* _Data extracts_:
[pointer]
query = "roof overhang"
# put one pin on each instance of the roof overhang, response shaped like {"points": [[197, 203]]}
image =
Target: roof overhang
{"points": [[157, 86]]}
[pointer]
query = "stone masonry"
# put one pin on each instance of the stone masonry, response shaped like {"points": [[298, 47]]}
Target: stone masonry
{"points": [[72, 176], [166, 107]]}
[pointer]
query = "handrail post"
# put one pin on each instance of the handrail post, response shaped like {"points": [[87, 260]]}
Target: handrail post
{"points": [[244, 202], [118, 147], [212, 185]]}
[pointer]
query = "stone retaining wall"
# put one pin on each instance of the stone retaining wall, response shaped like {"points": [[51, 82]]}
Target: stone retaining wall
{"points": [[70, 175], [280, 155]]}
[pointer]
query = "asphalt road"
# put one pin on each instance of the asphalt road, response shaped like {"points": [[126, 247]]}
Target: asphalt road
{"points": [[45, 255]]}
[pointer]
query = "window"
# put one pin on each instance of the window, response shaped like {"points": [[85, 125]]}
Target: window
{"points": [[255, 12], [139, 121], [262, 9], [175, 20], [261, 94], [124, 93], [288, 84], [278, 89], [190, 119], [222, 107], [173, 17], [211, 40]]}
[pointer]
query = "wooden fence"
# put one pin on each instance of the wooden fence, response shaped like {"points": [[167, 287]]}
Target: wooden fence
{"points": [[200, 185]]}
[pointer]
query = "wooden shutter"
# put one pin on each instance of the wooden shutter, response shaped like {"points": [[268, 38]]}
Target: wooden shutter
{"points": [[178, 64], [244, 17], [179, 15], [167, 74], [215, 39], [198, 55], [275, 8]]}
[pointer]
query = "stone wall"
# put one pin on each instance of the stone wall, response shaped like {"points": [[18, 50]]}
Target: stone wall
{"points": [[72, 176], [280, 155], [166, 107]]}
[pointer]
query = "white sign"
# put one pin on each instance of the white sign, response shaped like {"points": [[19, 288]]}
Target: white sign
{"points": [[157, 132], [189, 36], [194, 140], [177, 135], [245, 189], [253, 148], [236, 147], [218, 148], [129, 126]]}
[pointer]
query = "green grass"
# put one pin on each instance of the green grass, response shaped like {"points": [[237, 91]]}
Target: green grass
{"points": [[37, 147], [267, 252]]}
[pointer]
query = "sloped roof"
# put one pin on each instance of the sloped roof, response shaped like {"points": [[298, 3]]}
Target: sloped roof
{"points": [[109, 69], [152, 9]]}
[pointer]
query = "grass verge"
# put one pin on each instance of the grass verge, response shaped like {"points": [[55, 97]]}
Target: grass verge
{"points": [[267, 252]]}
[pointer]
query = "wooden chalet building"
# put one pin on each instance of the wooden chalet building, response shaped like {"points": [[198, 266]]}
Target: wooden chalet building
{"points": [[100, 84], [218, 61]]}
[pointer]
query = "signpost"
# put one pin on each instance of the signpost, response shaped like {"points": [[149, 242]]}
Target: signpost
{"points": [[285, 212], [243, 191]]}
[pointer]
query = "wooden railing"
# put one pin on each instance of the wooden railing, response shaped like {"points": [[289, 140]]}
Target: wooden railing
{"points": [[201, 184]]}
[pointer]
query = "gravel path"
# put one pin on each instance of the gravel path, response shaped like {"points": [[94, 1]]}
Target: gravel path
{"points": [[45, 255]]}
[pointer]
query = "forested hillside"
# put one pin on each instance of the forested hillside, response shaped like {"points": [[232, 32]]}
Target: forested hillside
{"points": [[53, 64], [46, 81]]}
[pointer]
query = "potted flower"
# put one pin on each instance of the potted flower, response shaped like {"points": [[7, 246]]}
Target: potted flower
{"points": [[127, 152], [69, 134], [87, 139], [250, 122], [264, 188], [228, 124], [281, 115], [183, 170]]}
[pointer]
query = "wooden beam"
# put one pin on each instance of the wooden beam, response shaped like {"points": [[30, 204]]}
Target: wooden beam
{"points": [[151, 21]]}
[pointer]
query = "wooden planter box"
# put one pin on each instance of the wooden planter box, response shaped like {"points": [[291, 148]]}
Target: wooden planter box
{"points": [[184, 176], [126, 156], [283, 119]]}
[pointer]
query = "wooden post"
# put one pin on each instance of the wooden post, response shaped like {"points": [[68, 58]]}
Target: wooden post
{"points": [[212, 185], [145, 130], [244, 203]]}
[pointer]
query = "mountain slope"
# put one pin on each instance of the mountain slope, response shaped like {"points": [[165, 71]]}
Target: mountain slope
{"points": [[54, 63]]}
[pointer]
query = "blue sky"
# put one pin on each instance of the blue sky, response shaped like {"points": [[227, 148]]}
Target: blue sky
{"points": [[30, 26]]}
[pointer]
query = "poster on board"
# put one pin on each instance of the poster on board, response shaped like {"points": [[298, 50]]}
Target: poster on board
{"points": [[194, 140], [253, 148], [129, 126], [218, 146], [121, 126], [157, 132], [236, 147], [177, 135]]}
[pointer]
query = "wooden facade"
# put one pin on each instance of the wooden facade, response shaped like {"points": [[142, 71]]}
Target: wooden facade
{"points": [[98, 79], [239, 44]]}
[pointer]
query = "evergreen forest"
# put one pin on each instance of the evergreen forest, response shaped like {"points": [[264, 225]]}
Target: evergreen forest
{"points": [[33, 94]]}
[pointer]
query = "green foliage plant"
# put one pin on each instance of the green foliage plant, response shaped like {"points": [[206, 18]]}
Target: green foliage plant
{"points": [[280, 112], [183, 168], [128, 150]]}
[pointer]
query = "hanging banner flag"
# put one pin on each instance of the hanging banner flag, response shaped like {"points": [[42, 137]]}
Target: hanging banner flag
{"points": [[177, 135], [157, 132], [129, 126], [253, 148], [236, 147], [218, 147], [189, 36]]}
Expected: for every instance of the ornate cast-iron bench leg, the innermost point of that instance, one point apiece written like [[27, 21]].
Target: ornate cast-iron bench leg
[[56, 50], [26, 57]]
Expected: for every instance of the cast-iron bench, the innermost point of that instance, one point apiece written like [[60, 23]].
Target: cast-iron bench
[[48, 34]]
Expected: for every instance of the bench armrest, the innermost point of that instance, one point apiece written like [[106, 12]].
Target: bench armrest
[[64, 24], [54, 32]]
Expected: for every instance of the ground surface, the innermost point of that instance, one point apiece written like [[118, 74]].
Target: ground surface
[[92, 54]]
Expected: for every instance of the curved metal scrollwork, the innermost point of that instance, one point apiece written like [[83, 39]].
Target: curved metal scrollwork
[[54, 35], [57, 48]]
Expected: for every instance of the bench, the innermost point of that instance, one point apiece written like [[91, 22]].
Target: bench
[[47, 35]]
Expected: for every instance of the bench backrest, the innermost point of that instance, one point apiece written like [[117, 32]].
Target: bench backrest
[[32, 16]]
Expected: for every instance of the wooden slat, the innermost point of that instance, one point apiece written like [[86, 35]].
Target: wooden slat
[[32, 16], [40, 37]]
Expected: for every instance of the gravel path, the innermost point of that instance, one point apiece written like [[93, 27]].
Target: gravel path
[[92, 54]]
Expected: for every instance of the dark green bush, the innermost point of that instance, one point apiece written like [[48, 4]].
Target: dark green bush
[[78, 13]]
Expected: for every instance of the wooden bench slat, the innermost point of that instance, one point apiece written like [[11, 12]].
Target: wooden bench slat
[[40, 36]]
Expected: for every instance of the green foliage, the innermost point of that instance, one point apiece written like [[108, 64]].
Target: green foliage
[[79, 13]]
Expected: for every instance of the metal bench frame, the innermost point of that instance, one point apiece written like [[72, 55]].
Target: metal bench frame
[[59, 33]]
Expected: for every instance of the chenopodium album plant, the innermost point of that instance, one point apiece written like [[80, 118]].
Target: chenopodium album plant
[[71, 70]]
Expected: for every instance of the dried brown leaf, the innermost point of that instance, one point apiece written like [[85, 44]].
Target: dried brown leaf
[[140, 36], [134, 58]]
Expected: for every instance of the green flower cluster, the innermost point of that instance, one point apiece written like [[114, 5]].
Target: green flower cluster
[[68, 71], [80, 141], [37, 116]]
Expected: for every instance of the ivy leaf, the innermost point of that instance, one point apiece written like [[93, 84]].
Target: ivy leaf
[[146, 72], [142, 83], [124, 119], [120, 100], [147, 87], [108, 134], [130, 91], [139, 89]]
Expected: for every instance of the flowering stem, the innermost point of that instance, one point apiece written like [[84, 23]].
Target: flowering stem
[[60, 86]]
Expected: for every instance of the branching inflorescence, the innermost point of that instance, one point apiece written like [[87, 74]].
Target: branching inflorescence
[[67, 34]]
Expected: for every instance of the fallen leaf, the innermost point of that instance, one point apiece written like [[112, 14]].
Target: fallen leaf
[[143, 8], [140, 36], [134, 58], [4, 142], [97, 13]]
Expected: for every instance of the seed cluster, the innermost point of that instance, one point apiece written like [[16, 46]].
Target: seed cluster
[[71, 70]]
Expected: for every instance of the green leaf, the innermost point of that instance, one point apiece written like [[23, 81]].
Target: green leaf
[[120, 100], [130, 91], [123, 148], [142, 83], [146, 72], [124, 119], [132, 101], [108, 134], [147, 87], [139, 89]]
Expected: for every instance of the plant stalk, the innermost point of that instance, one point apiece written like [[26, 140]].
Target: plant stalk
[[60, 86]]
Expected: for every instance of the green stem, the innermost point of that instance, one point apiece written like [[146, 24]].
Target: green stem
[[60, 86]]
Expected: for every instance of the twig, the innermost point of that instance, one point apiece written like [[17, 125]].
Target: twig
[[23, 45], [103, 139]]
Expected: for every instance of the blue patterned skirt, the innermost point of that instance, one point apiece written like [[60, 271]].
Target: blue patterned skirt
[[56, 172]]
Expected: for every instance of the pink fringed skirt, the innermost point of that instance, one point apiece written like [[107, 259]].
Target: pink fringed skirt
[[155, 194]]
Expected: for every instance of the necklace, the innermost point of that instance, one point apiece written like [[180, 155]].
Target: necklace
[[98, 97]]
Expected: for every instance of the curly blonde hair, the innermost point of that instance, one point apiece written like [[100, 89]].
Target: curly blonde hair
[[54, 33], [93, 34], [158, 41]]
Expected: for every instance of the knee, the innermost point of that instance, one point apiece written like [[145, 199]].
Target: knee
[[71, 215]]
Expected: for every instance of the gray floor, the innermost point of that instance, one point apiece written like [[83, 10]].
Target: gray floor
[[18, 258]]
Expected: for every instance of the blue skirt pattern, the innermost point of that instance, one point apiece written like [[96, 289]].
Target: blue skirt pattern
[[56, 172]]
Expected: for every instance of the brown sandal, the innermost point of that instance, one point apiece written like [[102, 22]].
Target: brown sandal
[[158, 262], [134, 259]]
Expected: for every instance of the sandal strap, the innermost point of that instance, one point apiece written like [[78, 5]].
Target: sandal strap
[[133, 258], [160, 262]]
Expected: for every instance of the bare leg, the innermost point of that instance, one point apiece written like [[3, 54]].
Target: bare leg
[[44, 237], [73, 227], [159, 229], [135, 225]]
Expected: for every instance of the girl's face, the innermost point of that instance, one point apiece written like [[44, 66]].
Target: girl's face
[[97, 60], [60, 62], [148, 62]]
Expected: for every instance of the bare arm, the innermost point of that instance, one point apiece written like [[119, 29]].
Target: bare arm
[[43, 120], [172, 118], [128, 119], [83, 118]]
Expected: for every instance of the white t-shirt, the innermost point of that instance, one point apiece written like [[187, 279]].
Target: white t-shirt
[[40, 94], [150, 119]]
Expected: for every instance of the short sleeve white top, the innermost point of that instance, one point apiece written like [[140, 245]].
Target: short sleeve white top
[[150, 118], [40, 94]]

* _Work instructions_: Look through the data above and return exactly the lines from the one that contains "Target: asphalt road" to the one that contains "# put one pin on each instance of the white", inclusive, with nothing else.

* _Task response_:
Target: asphalt road
{"points": [[45, 255]]}
[pointer]
query = "window"
# put one pin on each instance of the window, response shaped like {"points": [[85, 125]]}
Target: window
{"points": [[255, 12], [139, 121], [262, 9], [175, 20], [261, 94], [124, 93], [288, 84], [278, 89], [190, 119], [222, 107], [173, 17], [211, 40]]}
[pointer]
query = "wooden fence"
# put one pin on each instance of the wooden fence, response shaped like {"points": [[167, 287]]}
Target: wooden fence
{"points": [[200, 185]]}
[pointer]
query = "wooden shutter"
# put one pin on each instance of the wooden shutter, response shaped like {"points": [[268, 38]]}
Target: wooden shutter
{"points": [[178, 64], [244, 17], [179, 15], [167, 74], [215, 39], [198, 55], [275, 8]]}
[pointer]
query = "stone wall"
# put one pin on each instance of the stone wall, response shaped like {"points": [[18, 50]]}
Target: stone wall
{"points": [[72, 176], [280, 155], [166, 107]]}
[pointer]
query = "white sign"
# put one pin on each instance of the white sign, response shaped like {"points": [[19, 288]]}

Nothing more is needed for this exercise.